# [SUPPLIED RECORDS]
━━━━

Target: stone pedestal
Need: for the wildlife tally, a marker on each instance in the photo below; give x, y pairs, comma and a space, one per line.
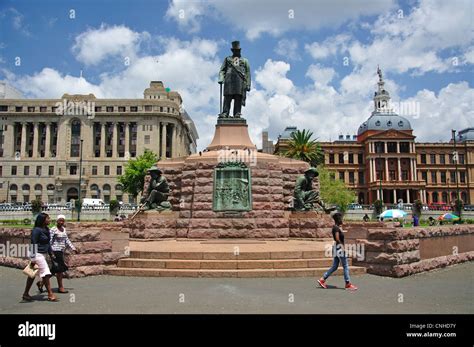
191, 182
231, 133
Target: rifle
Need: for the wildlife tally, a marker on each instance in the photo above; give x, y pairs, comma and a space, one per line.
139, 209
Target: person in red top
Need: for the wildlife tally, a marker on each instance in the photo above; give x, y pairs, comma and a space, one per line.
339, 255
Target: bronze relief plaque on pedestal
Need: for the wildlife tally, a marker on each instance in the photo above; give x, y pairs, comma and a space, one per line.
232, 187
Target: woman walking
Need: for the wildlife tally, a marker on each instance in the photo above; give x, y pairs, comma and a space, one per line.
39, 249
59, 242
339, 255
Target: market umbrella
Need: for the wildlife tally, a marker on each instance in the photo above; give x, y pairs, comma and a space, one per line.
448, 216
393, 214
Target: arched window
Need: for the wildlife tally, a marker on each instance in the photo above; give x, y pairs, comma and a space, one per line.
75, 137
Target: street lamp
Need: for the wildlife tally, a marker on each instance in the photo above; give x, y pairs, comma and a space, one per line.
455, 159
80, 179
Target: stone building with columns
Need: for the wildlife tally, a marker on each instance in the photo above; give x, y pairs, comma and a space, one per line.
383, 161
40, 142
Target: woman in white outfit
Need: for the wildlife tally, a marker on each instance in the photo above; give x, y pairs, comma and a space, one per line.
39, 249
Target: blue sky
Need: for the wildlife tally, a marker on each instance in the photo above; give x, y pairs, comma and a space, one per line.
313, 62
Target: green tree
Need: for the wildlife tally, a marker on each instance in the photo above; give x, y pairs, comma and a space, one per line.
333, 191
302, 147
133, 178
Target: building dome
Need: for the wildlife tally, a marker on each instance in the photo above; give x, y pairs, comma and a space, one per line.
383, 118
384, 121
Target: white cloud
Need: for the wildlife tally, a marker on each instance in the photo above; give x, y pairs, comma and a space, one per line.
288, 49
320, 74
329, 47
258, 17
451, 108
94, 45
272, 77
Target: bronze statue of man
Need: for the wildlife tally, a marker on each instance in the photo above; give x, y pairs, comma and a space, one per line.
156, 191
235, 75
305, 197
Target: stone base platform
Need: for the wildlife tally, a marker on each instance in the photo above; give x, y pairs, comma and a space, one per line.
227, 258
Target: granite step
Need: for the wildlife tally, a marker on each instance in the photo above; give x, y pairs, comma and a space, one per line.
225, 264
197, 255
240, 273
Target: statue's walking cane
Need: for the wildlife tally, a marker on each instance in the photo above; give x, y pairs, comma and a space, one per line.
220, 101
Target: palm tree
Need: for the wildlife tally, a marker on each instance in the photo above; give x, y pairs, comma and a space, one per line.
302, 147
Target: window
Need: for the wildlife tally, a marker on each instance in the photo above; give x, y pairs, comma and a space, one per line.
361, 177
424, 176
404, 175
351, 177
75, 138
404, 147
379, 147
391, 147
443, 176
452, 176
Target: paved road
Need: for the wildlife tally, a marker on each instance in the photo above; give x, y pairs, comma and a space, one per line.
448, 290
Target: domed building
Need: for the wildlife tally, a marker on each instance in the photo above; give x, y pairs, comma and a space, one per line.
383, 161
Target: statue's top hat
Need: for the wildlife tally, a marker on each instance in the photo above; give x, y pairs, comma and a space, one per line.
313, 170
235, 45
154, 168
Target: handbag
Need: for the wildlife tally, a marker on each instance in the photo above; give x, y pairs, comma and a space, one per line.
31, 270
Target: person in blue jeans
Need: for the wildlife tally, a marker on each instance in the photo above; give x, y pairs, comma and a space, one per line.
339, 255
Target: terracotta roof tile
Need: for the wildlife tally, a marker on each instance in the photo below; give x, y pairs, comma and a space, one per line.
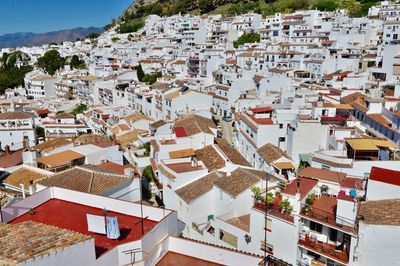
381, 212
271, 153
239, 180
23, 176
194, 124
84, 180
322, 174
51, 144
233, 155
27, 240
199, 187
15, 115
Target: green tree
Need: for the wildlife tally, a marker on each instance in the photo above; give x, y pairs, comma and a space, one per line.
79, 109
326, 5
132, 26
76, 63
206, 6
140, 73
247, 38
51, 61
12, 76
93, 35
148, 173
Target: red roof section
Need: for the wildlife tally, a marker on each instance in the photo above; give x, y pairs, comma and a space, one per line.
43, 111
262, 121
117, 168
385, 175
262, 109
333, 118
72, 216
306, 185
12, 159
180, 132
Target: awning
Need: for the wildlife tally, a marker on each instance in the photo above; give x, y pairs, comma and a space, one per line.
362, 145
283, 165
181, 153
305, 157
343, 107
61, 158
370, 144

━━━━

# [STATED TASK]
Can you reproduce every one of the entries above word for word, leaving out the pictures?

# [SOLUTION FOR THIS PROBLEM]
Target: stone pedestal
Need: for the wildlife tally, a marker on each instance in the photo below; give x, y pairs, comma and a space, one per line.
191, 182
231, 133
Target: rifle
Need: for the wildlife tally, a marker on each instance in the photo above; give x, y pairs, comma and a space, one per line.
139, 209
Target: person in red top
Need: for the wildlife tally, a marker on each instance in the photo above; give x, y pairs, comma and a space, one per line.
339, 255
Target: bronze relief plaque on pedestal
Need: for the wildlife tally, a marker on each instance in the photo above; give x, y pairs, comma and a space, one per line.
232, 187
Target: woman walking
Need: for the wildlife tally, a marker on each instance in the photo above; give x, y pairs, comma and a space, one per line.
39, 249
59, 242
339, 255
Target: market umbrella
Need: for the wildlife tally, a marker on each instance in the photo above; give x, y pairs, comma and a space, one per line.
448, 216
393, 214
Target: arched window
Need: for the wildlife tally, a marker on each instance in the photo above; give x, y pairs, comma and a space, one per line.
75, 137
Target: street lamp
Need: for the wildlife tally, a marker on each instance in the photo above; give x, y pairs, comma and a space, one per line.
455, 159
80, 179
Target: stone building with columns
Need: for the wildlife tally, a marker on each instance in the photo above; give x, y pairs, comma and a space, one per line.
383, 161
40, 142
Target: woman in white outfit
Need: for the wildlife tally, a marker on each instance in the photo above; give x, y pairs, comma and a space, one per line.
39, 249
Target: blue sky
Need: for the wildlife tally, a marker on each instance in the photo above; give x, y pairs, comma and a space, one per line.
313, 62
Target: green tree
Need: for the wildlife tally, a marker on each instance in the photo above; give x, y pairs, comma and a space, one per line.
333, 191
302, 147
133, 178
Target: building dome
Need: for the wildlife tally, a marker on each instance in the photo above; give x, y pairs, comma and a space, one per line.
383, 118
384, 121
Target: white cloud
Need: for the wildlife tally, a marker on each instance in the photo above; give x, y pairs, comma and a space, one per line.
288, 49
320, 74
329, 47
258, 17
451, 108
94, 45
272, 77
Target: bronze statue of man
Need: for the wildlife tally, a marker on each instance in the photo above; give x, y pairs, comma and a space, one per line.
156, 191
235, 75
305, 197
Target: stone base platform
Need: for the wildlife tally, a marker on each instance in the photo above; give x, y pairs, comma and a space, one per line.
227, 258
Target: granite step
Need: for the wildlife tally, a marker on each instance in the photo above; give x, y pairs, comma and a space, one per line.
225, 264
197, 255
240, 273
Target: statue's walking cane
Need: for the wildlife tally, a marker on each instance in the photo above; give x, y pairs, comma and a space, one per line.
220, 101
Target: palm tree
Need: for the wildlife tally, a marker on each instance in the photo above; give x, y pairs, comma and a space, one per line.
302, 147
Target: window
Need: for the wildlife tally, a marker on each instance in the photo above; give x, y pairs, comma and a space, one per line.
361, 177
424, 176
404, 175
351, 177
75, 138
404, 147
379, 147
391, 147
443, 176
452, 176
Target: paved road
Need: for the wildlife tally, a marker on each instance in the photo above; give x, y pairs, comma and a space, one per line.
448, 290
Target: domed building
Need: for the wildlife tally, a marker on each instance in the photo above; give x, y pairs, comma and a space, one per line.
383, 161
Target: statue's top hat
Need: for the wildlife tally, a marker on each instance in the photo above; give x, y pairs, comma and a space, one per line.
313, 170
235, 45
154, 168
Target: handbag
Need: for the wildlife tally, a marker on each instance in the photo above; give x, y pairs, comma and a space, one per line.
31, 270
Target: person in blue jeans
Need: for the wildlife tally, a marker on each instance in the photo above; give x, y pairs, comma and a space, one per line.
339, 255
Target: terracotta roof tile
Need: for the wildlife tally, a marker on each instance in the photo below; give x, y pairs, comma and a space, one per line.
381, 212
271, 153
239, 180
23, 176
194, 124
84, 180
322, 174
51, 144
233, 155
27, 240
199, 187
15, 115
Target: green tree
Need: for the wildlife tally, a marker on each instance in the photo above; give x, y pairs, comma and a space, one per line.
79, 109
326, 5
132, 26
76, 63
206, 6
140, 73
247, 38
51, 61
12, 76
93, 35
148, 173
Target: red roof section
Need: for the wildlife tally, a marker on each instance in the photo above; give x, y pairs, comma and a space, one per line.
43, 111
262, 121
117, 168
385, 175
262, 109
333, 118
72, 216
306, 185
12, 159
180, 132
Target: awning
Need: for the wildlife tally, a marker on each instance in the photo above; give x, y pairs, comma and a space, one per line.
362, 145
283, 165
181, 153
305, 157
343, 107
61, 158
370, 144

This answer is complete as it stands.